Items listed in a dataset:
- - -

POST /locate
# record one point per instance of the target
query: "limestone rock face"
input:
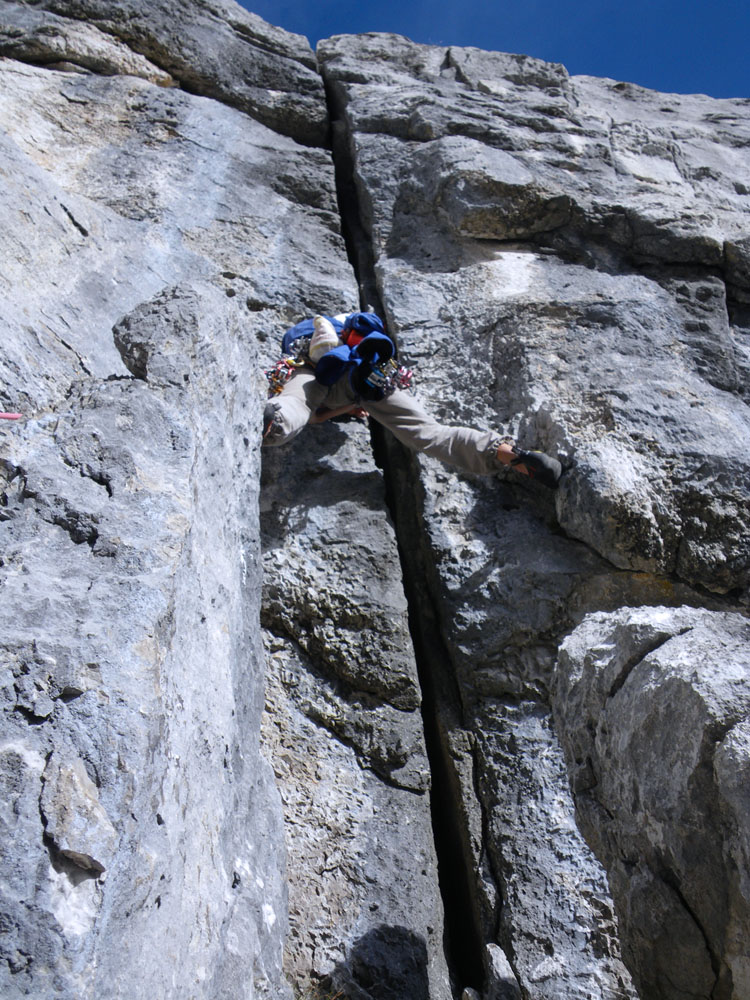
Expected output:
(668, 818)
(340, 720)
(557, 256)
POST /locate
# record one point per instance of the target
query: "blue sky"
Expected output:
(681, 46)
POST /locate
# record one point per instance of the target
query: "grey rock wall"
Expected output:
(344, 720)
(558, 257)
(143, 845)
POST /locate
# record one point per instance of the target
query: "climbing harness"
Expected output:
(385, 378)
(366, 354)
(282, 371)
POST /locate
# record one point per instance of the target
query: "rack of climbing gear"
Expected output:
(389, 376)
(282, 371)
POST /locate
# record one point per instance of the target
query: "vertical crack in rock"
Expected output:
(441, 697)
(442, 712)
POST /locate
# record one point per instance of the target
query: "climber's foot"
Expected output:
(538, 466)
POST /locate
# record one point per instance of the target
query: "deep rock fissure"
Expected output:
(441, 708)
(441, 699)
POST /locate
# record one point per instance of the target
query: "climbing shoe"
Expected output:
(541, 467)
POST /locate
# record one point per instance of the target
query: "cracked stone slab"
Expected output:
(657, 800)
(217, 49)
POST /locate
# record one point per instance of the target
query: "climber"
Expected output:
(346, 365)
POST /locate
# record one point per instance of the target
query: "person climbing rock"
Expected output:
(335, 365)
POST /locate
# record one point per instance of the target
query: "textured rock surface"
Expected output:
(142, 832)
(559, 258)
(505, 749)
(210, 47)
(668, 820)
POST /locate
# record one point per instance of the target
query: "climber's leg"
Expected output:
(292, 409)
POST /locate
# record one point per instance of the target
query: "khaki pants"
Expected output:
(288, 412)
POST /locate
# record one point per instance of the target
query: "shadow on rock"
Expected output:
(387, 963)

- - -

● **Request**
Put every line of the rows above into a JSON list of strings, one string per line, skipping any blank lines. Leave the pictures out of the list.

● **Reply**
[
  "POST /locate",
  "# record one point per instance of the target",
  "query: \"limestone rock face\"",
  "input:",
  "Expected output:",
  "(668, 818)",
  "(340, 720)",
  "(557, 256)",
  "POST /locate",
  "# record one point per instance of the target",
  "query: \"blue sky\"",
  "Expected output:",
  "(681, 46)",
  "POST /locate",
  "# record one point per instance of the target",
  "query: \"grey rock wall\"",
  "Expected output:",
  "(344, 720)",
  "(558, 257)",
  "(143, 845)",
  "POST /locate",
  "# record one point per instance of the target",
  "query: \"climbing harness\"",
  "Expected output:",
  "(385, 378)",
  "(366, 354)",
  "(282, 371)",
  "POST /locate",
  "# record one point per instance of the target",
  "query: \"rack of climbing gear\"",
  "Expected output:",
  "(389, 376)",
  "(282, 371)",
  "POST /locate",
  "# record one point per instance of the target",
  "query: \"vertical crack in rock\"",
  "Expected output:",
  "(441, 697)",
  "(442, 712)",
  "POST /locate",
  "# record one point per instance of the target",
  "query: \"climber's foot\"",
  "Expected output:",
  "(538, 466)",
  "POST /locate",
  "# record one point per instance of the target",
  "query: \"deep rock fissure\"",
  "Expected output:",
  "(441, 708)",
  "(441, 699)",
  "POST /locate",
  "# record one point per instance of the target",
  "query: \"climbing shoe\"",
  "Expected output:",
  "(541, 467)",
  "POST /locate",
  "# record one point per instance of the target",
  "query: \"cracked stone slab\"",
  "Expected output:",
  "(657, 800)",
  "(217, 49)",
  "POST /locate",
  "# record one point per instance of the target",
  "query: \"climber\"",
  "Expected output:",
  "(346, 365)",
  "POST /locate",
  "# record one point per instance of the target",
  "query: \"person climbing rock\"",
  "Expected output:",
  "(335, 365)",
  "POST /locate",
  "# record one point per instance of the target",
  "query: \"textured rock surface\"",
  "Expected output:",
  "(142, 832)",
  "(559, 258)",
  "(505, 749)",
  "(210, 47)",
  "(668, 820)",
  "POST /locate",
  "# record one point per instance of the target",
  "query: \"climber's leg\"",
  "Expected output:",
  "(292, 409)",
  "POST /locate",
  "# record one point per instance of the target",
  "query: \"khaki pants\"",
  "Expected output:",
  "(288, 412)",
  "POST /locate",
  "# record one point per instance of the target",
  "query: \"shadow on rock\"",
  "Expected output:",
  "(387, 963)"
]